• [Exercise]
Please rewrite the part of the listing that opens with the line containing "Where can you see the rocky" and closes with the line containing "Query: jagged rock surface", swapping "rocky cliff" for "steep cliff" and leaving everything else as it stands.

(Stored items from a collection)
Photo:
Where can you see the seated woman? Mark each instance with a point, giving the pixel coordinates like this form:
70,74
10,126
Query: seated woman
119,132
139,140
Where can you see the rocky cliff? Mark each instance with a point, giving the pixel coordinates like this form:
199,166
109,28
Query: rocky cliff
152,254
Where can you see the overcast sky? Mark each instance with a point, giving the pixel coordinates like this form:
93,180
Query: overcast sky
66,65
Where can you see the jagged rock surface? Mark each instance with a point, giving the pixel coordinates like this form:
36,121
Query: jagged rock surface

* * *

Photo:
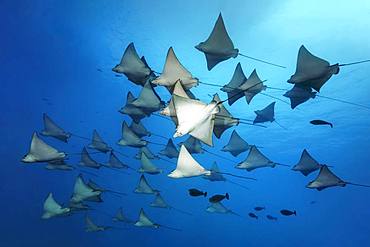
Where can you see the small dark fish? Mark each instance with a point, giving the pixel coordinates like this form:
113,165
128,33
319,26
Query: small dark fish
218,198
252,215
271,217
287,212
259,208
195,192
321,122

* * *

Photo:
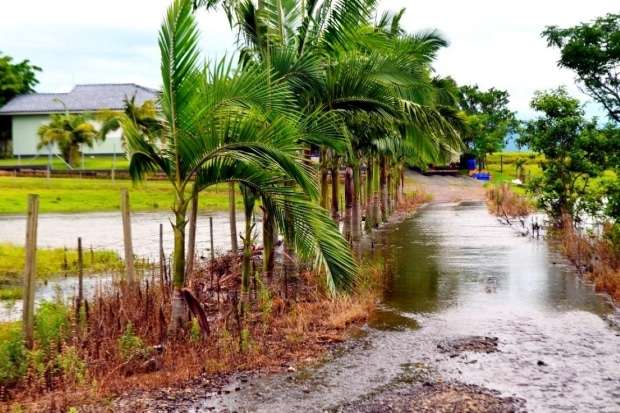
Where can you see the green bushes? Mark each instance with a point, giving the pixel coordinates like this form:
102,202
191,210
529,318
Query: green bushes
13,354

• [Solution below]
Where can you see the steep cliff? Mark each instance with a point, giving the pixel coordinates like this form:
199,166
109,28
Query: steep cliff
152,254
Where can you see the overcast sky? Mark each instance with a point, giving the pixel coordinates like this form:
93,180
Query: overcast sky
66,65
Where can you see the jagged rock surface? Mark each instance with a point, giving the pixel coordinates like this form:
36,121
Query: jagged rock surface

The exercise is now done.